Суть задания = Допишите следующую часть текста о детских стишках, начав сразу после его последнего предложения.

Выбранный текст =
=-=-=-=-=
М. «Гимны» Уоттса и «Оригинальные гимны».

Т. Ты называешь их разумными вещами? Я их ненавижу.

"Doodledy, doodledy, dan!"

М. [В сторону.] Боже, боже, что же мне делать? Мальчик совсем свихнулся на этих глупых стишках. Было очень неразумно давать ему в руки книгу, полную бессмыслицы и вульгарности. Эти глупые рифмы прилипают к его уму, как репейник, и самые грубые и низкие, кажется, запоминаются лучше всего. Я должна исправить эту ошибку; но вижу, что для этого потребуется вся моя изобретательность. [Вслух.] Тимоти, ты должен отдать мне эту книгу, а я достану тебе другую.

Т. Ну, мама, мне жаль с ней расставаться; но я не очень-то дорожу ею, так как знаю все самое лучшее из нее наизусть.

"Hink, spink, the puddings stink"—

М. Тимоти, получишь по ушам, если повторишь это!

Т. Ну, я полагаю, я могу сказать...

"Round about—round about—

Maggoty pie—"

М. Марш в постель!

Т. Ну, если надо, так надо. Спокойной ночи, мама!

"Higglety, pigglety, pop!

The dog has eat the mop;

The cat's in a flurry,

The cow's in a hurry,

Higglety, pigglety, pop!"

Спокойной ночи, мама!

Я надеюсь, никто не сделает из этого вывод, что я осуждаю детские стишки. Я знаю, что в них есть определенная музыка, которая радует детский слух. И я не отрицаю того факта, что в «Мелодиях Матушки Гусыни» часто встречается своеобразный юмор в странном сочетании звуков и смысла. Более того, во многих из них есть историческое значение, которое может порадовать глубокого исследователя, если он его разгадает; но я утверждаю, что многие из этих произведений грубы, вульгарны, оскорбительны, и именно эти части чаще всего застревают в детских умах. К тому же, если такая книга — первая, с которой знакомится ребенок, как это часто бывает, она, скорее всего, сформирует у него низкое представление о цели и значении книг и породит вкус к пустой болтовне.
=-=-=-=-=
Раздел материала =
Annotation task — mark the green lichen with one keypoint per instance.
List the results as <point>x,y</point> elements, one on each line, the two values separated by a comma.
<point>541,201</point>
=-=-=-=-=
Ответ ниже =
С этими взглядами я стремился подготовить уроки, которые сочетали бы в себе различные элементы, подходящие для детей — некоторые из них даже включали частые, повторяющиеся рифмы, — но в то же время представляли рациональные идеи и мягкие, добрые чувства. Позволите ли вы мне привести один пример — моя цель состоит в том, чтобы показать вам, как это можно сделать и как даже очень неперспективная тема может быть сделана привлекательной для детей.

ИСТОРИЯ ЖАБЫ.

Oh, gentle stranger, stop,

And hear poor little Hop

Just sing a simple song,

Which is not very long—

Hip, hip, hop.

I am an honest toad,

Living here by the road;

Beneath a stone I dwell,

In a snug little cell,

Hip, hip, hop.

It may seem a sad lot

To live in such a spot—

But what I say is true—

I have fun as well as you!

Hip, hip, hop.

Just listen to my song—

I sleep all winter long,

But in spring I peep out,

And then I jump about—

Hip, hip, hop.

When the rain patters down,

I let it wash my crown,

And now and then I sip

A drop with my lip:

Hip, hip, hop.

When the bright sun is set,

And the grass with dew is wet,

I sally from my cot,

To see what's to be got,

Hip, hip, hop.

And now I wink my eye,

And now I catch a fly,

And now I take a peep,

And now and then I sleep:

Hip, hip, hop.

And this is all I do—

And yet they say it's true,

That the toady's face is sad,

And his bite is very bad!

Hip, hip, hop.

Oh, naughty folks they be,

That tell such tales of me,

For I'm an honest toad,

Just living by the road:

Hip, hip, hop!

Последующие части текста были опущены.